• [SEZIONE DEL DOCUMENTO]:
□ □ □ □ □
Alla nascita della UEFA Europa Conference League uno degli obiettivi dichiarati era quello di dare spazio e visibilità a federazioni calcistiche minori. Per questo qualcuno ha storto il naso quando nella scorsa finale di Tirana si sono affrontate Roma e Feyenoord. Due storiche squadre europee appartenenti a nazioni in cui il calcio si è affermato ad alti livelli sin dal principio. Vedendo le compagini qualificate a questa nuova edizione però, è difficile affermare che l’obiettivo non sia stato raggiunto. Tre nazioni saranno rappresentate per la prima volta: Liechtenstein, Lituania e Kosovo.
Il Vaduz ha sede nella capitale del Liechtenstein, ma gioca in seconda serie svizzera. Con un clamoroso upset ha eliminato il Rapid Vienna ai preliminari. Lo Zalgiris Vilnius aggiunge alla rosa dei paesi partecipanti l’ultima delle Repubbliche Baltiche ancora mancanti: la Lituania. Per Estonia e Lettonia ci avevano già pensato Flora Tallinn e Ventspils.
Il caso più interessante è però quello del Ballkani, squadra di Suhareka, in Kosovo. La federazione Kosovara è la più giovane per fondazione e affiliazione alla UEFA, quest’ultima avvenuta nel 2016. La sera della qualificazione, su Koha.net, il sito internet del principale quotidiano kosovaro, il calcio svettava per importanza anche sulle notizie di tensioni con la Serbia, purtroppo di nuovo all’ordine del giorno. Il Ballkani ora dovrà farsi strada nel Gruppo G con Cluj, Sivasspor e soprattutto Slavia Praga.
Strappare una qualificazione al turno successivo è quasi impossibile, ma ciò non scalfisce l’impresa né il valore significativo che questa ha per l’intero paese. Del resto il calcio in Kosovo, soprattutto negli ultimi 30 anni, è stato simbolo di controversie, ma anche di rivolta e di speranza. Grazie al Ballkani c’è modo di raccontare la sua storia a tutta l’Europa.
□ □ □ □ □
Voci tratte da un dataset:
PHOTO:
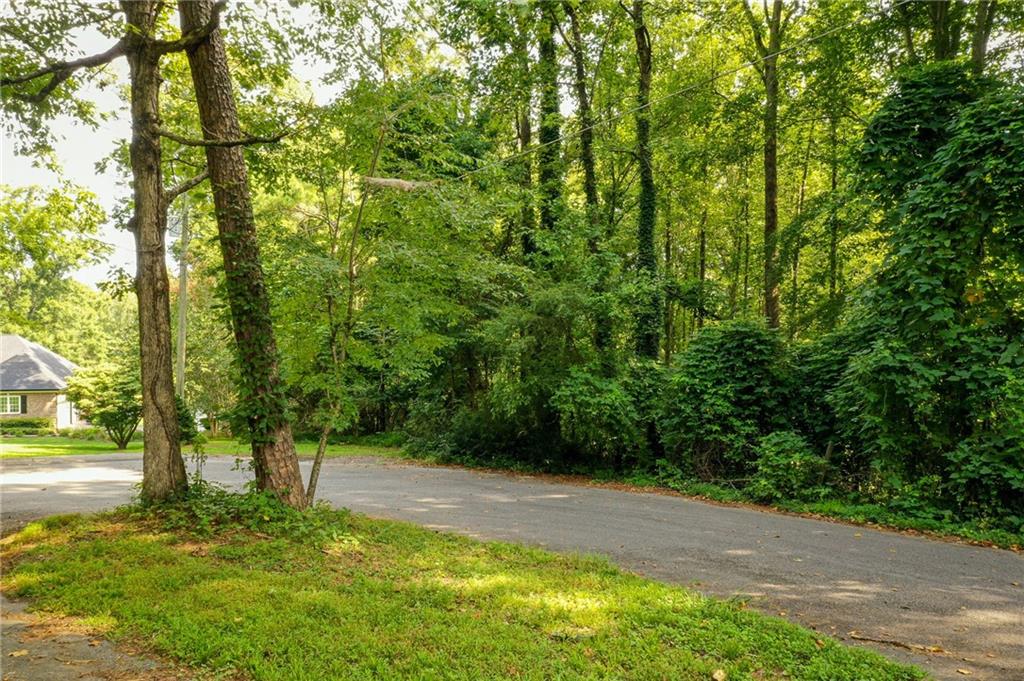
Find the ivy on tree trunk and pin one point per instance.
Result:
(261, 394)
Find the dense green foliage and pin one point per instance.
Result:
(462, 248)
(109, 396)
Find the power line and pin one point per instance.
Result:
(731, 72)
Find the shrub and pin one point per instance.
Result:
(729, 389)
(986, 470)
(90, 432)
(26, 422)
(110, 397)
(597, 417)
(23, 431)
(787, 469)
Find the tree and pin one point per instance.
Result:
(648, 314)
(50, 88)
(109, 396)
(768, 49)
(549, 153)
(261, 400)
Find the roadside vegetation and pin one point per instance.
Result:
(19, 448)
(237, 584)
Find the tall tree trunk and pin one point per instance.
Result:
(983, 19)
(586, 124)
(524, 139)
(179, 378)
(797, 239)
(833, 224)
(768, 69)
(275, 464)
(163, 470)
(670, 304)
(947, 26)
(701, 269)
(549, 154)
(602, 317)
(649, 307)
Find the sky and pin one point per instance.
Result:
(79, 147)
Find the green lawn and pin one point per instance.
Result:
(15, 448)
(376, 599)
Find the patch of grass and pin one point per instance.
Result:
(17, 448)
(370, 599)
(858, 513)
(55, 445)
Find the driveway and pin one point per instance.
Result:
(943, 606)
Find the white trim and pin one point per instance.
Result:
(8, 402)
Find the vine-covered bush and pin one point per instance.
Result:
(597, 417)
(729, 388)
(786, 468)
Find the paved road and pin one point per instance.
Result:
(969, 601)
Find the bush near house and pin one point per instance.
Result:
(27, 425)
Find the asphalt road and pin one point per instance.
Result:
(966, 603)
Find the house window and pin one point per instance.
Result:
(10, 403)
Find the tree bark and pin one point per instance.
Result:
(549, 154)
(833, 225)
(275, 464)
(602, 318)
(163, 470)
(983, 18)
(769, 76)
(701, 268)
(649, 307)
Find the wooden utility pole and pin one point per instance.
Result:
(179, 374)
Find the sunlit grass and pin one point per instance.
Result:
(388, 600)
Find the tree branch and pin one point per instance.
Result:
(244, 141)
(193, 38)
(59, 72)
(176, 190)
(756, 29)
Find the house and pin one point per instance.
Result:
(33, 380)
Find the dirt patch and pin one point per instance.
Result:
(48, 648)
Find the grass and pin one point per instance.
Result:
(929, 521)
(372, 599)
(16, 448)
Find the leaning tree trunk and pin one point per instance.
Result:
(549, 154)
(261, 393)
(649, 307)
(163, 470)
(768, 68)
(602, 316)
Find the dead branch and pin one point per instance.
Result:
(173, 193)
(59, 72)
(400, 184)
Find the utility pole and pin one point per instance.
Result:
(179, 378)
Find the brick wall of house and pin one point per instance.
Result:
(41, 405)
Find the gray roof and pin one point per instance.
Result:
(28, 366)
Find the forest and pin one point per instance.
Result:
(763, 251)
□ □ □ □ □
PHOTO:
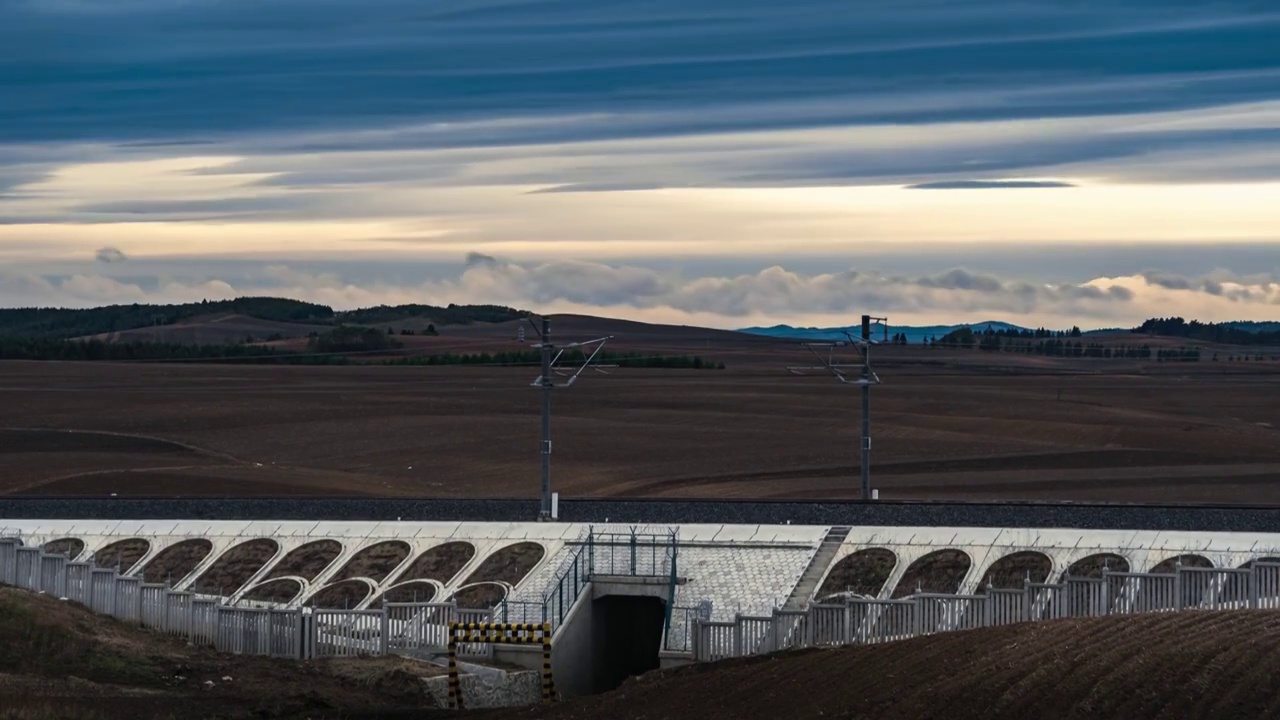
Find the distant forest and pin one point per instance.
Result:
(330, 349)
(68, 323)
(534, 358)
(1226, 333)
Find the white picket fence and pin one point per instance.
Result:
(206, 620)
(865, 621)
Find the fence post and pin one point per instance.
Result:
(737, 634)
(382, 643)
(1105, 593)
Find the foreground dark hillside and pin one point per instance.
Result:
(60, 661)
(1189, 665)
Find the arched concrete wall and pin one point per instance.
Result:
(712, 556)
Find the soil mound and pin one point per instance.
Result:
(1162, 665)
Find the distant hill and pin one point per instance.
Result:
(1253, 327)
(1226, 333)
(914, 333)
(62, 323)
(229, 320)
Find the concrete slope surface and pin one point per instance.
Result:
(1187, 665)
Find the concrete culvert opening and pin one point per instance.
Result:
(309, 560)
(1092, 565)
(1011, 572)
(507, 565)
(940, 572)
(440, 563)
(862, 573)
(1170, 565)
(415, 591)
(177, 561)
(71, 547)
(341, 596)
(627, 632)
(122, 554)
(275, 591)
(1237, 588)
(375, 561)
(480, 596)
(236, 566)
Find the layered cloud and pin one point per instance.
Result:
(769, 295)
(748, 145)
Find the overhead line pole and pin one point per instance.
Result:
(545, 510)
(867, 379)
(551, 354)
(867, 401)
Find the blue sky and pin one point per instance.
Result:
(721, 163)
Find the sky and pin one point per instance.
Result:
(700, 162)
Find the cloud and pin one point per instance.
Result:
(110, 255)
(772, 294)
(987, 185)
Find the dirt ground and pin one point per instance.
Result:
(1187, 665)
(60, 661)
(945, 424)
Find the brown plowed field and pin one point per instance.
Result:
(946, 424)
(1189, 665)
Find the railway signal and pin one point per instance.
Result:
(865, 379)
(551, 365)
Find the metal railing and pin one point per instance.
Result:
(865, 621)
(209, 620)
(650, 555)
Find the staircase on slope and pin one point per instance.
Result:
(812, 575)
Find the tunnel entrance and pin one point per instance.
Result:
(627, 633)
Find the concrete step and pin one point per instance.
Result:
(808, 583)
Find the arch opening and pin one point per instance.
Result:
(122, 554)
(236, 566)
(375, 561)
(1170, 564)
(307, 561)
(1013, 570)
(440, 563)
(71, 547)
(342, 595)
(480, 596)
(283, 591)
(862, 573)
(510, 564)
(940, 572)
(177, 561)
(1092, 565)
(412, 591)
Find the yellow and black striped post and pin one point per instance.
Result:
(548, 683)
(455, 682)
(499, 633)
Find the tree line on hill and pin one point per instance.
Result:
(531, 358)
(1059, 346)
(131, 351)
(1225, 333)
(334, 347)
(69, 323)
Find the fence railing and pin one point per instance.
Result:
□ □ □ □ □
• [ESERCIZI]:
1/ Elenca le nazioni che, secondo il testo sulla Conference League, saranno rappresentate per la prima volta nella nuova edizione.
2/ Riscrivi il passo del testo sulla Conference League a partire da "Il caso più" fino a "a tutta l’Europa.", mettendo "club di Suhareka" al posto di "Ballkani".

• [SOLUZIONI DEGLI ESERCIZI]:
1/ Liechtenstein, Lituania, Kosovo

2/
Il caso più interessante è però quello del club di Suhareka, squadra di Suhareka, in Kosovo. La federazione Kosovara è la più giovane per fondazione e affiliazione alla UEFA, quest’ultima avvenuta nel 2016. La sera della qualificazione, su Koha.net, il sito internet del principale quotidiano kosovaro, il calcio svettava per importanza anche sulle notizie di tensioni con la Serbia, purtroppo di nuovo all’ordine del giorno. Il club di Suhareka ora dovrà farsi strada nel Gruppo G con Cluj, Sivasspor e soprattutto Slavia Praga.
Strappare una qualificazione al turno successivo è quasi impossibile, ma ciò non scalfisce l’impresa né il valore significativo che questa ha per l’intero paese. Del resto il calcio in Kosovo, soprattutto negli ultimi 30 anni, è stato simbolo di controversie, ma anche di rivolta e di speranza. Grazie al club di Suhareka c’è modo di raccontare la sua storia a tutta l’Europa.